*EXCERPTED TEXT*:
/zio-kafka-streams

Kafka Streams for Scala with ZIO

Primary LanguageScala

zio-kafka-streams

Build Status

Write and test Kafka Streams applications using ZIO and expose the internal state store directly via GraphQL

Add the following lines to your build.sbt

libraryDependencies ++= Seq(
  "???" %% "zio-kafka-streams" % "???", // core DONE, incomplete api and tests
  "???" %% "zio-kafka-streams-api" % "???", // TODO graphQL (?)
  "???" %% "zio-kafka-streams-testkit" % "???" % Test, // core DONE, incomplete api and tests
  "???" %% "kafka-streams-serde" % "???", // DONE, missing tests
  "???" %% "kafka-datagen" % "???" // TODO incomplete
)

*GIVEN TASK 1*: Which artifact names does the zio-kafka-streams page list in its libraryDependencies block?

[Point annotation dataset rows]
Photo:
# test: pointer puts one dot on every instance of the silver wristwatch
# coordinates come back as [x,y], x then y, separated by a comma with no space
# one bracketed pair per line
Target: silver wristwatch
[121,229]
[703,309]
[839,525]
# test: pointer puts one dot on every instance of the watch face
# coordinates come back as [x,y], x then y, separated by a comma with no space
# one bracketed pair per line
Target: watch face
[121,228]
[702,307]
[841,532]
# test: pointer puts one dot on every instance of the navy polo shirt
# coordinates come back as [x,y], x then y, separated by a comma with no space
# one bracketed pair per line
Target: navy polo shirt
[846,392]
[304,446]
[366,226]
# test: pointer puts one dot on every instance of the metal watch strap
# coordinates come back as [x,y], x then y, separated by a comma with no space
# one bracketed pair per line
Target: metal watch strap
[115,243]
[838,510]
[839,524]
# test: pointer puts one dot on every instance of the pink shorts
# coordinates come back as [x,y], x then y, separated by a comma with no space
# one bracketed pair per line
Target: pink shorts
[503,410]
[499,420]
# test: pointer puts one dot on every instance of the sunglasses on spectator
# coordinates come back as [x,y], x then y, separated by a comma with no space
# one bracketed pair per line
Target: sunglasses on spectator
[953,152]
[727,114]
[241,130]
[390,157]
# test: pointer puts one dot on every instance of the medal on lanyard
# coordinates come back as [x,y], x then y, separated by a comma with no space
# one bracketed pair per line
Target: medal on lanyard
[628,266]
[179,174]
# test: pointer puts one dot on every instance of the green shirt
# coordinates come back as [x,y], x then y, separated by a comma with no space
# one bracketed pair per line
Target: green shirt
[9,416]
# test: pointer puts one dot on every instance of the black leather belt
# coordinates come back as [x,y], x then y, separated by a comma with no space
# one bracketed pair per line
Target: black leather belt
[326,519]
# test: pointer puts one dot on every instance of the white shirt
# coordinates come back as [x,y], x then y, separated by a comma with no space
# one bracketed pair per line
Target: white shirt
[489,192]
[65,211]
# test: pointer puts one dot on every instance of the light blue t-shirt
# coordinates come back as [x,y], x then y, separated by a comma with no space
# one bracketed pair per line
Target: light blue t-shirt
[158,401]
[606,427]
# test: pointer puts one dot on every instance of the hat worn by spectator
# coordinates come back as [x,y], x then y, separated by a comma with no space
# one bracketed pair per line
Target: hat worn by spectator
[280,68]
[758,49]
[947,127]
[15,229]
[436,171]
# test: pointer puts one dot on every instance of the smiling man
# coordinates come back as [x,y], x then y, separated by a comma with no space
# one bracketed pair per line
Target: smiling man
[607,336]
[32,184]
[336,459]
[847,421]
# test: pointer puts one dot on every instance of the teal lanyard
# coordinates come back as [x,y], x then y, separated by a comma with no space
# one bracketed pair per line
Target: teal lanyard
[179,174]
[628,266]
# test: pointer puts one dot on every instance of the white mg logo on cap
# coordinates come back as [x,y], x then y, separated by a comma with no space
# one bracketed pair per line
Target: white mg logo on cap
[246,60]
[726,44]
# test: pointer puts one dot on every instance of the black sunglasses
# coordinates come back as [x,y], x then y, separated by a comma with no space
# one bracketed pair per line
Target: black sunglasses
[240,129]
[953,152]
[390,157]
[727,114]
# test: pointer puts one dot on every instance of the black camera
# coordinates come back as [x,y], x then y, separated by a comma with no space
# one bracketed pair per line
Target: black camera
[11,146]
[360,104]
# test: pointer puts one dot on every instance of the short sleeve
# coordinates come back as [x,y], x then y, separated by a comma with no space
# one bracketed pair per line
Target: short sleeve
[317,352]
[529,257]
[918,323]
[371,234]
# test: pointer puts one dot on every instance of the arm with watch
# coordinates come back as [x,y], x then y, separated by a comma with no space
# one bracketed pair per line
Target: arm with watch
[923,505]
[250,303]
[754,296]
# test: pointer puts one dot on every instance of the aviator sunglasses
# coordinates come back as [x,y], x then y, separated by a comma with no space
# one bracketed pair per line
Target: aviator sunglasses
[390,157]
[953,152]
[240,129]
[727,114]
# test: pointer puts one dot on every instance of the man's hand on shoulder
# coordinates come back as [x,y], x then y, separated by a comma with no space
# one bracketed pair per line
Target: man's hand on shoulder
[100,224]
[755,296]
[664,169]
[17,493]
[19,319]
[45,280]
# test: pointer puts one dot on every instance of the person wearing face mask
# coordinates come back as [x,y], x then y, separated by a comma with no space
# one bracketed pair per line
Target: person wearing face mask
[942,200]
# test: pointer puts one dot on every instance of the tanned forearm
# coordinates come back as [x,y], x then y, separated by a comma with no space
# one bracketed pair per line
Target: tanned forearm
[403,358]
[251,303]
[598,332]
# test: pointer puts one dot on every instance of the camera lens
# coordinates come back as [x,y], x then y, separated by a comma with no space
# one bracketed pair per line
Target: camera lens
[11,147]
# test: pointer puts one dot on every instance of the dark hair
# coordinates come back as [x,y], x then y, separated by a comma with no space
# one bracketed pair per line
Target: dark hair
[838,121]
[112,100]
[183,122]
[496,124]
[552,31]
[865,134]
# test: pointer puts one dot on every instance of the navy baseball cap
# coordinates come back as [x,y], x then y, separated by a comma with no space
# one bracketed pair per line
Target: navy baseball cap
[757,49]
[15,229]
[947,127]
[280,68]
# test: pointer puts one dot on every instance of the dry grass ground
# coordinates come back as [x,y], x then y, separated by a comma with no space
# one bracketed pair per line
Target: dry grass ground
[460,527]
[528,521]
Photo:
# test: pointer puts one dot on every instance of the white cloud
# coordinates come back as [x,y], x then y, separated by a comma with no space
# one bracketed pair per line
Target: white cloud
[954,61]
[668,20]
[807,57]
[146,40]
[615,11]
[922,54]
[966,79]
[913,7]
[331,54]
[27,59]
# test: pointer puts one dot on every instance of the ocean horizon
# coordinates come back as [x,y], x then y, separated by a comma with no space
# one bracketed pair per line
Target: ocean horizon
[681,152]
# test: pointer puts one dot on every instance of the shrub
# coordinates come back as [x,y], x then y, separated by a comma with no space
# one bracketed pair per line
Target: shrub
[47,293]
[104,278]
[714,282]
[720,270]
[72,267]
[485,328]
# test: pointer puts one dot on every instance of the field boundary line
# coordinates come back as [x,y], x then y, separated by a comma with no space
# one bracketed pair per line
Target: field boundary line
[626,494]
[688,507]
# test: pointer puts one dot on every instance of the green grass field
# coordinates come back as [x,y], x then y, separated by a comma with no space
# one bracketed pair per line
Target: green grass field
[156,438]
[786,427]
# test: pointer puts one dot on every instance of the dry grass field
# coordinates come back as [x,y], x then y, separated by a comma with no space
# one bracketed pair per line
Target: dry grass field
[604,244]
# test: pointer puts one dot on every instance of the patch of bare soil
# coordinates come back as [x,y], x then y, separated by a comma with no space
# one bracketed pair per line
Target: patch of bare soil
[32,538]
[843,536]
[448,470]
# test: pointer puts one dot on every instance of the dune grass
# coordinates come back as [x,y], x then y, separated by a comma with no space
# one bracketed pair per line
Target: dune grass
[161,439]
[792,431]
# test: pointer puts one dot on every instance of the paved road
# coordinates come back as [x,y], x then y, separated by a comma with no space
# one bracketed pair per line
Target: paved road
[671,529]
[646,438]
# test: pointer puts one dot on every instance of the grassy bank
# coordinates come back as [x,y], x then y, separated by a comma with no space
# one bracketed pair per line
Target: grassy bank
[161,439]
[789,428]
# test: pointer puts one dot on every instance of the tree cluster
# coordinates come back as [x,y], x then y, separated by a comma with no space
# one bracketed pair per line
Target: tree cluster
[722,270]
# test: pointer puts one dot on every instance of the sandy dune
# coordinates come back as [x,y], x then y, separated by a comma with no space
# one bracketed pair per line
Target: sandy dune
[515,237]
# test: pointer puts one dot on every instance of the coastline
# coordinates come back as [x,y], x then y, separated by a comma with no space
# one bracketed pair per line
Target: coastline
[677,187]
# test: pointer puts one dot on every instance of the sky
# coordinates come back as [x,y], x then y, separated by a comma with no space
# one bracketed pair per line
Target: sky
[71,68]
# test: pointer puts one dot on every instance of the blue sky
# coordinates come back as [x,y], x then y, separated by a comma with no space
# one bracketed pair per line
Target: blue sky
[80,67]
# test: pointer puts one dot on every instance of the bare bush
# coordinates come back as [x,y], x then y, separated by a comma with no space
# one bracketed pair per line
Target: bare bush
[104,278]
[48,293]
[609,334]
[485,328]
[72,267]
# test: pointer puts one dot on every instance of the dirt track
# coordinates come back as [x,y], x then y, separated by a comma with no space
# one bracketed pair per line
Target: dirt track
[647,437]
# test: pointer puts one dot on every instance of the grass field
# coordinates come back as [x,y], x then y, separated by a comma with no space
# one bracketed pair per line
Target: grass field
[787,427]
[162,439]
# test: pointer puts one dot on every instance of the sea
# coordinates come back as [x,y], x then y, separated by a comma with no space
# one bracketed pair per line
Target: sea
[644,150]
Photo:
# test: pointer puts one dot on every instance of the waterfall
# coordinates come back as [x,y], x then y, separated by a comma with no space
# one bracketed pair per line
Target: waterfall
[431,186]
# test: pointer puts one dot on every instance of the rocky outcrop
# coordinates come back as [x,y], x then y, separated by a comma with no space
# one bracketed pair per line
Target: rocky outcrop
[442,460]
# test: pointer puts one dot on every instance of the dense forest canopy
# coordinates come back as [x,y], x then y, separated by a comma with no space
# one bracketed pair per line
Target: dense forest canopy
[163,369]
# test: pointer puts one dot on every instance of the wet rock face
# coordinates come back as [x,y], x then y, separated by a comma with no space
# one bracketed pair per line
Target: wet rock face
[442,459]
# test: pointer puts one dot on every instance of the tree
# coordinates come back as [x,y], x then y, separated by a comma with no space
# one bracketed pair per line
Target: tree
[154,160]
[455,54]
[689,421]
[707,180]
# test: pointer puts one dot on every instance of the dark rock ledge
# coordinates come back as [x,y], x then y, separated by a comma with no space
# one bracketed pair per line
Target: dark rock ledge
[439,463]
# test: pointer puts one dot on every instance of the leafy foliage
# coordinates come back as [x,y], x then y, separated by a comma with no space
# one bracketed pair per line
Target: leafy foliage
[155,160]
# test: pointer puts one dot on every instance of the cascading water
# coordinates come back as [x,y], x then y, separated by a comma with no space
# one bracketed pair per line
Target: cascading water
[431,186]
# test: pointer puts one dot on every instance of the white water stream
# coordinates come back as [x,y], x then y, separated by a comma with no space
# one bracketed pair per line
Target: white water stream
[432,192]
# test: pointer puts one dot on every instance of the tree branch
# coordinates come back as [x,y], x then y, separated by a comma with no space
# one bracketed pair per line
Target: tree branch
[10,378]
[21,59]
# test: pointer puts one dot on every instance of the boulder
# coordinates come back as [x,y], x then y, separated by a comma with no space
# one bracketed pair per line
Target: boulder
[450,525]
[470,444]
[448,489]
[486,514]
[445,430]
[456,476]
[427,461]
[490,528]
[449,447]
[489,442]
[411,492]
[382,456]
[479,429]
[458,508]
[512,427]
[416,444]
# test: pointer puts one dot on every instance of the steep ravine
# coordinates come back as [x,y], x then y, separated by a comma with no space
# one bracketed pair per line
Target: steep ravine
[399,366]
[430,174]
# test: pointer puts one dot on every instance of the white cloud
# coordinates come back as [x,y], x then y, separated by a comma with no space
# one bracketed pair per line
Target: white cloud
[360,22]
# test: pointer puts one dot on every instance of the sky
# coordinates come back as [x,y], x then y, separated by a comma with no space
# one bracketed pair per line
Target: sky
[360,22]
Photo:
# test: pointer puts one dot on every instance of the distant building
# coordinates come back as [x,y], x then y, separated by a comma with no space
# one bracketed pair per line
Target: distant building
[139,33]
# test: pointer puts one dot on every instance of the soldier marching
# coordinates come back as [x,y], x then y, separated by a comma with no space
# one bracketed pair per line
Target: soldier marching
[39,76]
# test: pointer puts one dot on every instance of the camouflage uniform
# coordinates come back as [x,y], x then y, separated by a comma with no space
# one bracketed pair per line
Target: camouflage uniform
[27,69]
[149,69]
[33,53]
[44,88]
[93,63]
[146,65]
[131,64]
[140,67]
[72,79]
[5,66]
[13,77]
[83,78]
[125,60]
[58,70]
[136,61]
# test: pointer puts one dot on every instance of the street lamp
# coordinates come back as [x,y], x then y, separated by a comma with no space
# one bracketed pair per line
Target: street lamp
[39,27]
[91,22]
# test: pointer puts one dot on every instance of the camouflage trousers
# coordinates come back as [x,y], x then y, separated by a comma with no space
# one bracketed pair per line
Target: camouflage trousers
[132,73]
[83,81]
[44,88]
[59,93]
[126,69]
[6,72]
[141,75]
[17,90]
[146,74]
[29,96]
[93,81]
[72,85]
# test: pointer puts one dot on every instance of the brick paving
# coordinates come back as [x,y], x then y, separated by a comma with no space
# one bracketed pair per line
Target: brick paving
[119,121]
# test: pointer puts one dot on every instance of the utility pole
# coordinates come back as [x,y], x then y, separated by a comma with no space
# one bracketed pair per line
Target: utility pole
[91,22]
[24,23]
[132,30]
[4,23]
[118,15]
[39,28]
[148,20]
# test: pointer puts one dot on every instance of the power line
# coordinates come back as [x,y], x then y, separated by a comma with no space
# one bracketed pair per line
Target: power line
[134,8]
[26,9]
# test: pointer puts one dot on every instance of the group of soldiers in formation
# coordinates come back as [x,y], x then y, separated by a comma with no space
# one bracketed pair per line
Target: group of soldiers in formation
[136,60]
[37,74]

*GIVEN TASK 2*: Can you extract the rows verbatim, beginning at the line that has "the brick paving" and stopping after the final line of the rows?

*EXERCISE ANSWER 1*:
zio-kafka-streams
zio-kafka-streams-api
zio-kafka-streams-testkit
kafka-streams-serde
kafka-datagen

*EXERCISE ANSWER 2*:
# test: pointer puts one dot on every instance of the brick paving
# coordinates come back as [x,y], x then y, separated by a comma with no space
# one bracketed pair per line
Target: brick paving
[119,121]
# test: pointer puts one dot on every instance of the utility pole
# coordinates come back as [x,y], x then y, separated by a comma with no space
# one bracketed pair per line
Target: utility pole
[91,22]
[24,23]
[132,30]
[4,23]
[118,15]
[39,28]
[148,20]
# test: pointer puts one dot on every instance of the power line
# coordinates come back as [x,y], x then y, separated by a comma with no space
# one bracketed pair per line
Target: power line
[134,8]
[26,9]
# test: pointer puts one dot on every instance of the group of soldiers in formation
# coordinates come back as [x,y], x then y, separated by a comma with no space
# one bracketed pair per line
Target: group of soldiers in formation
[136,60]
[37,74]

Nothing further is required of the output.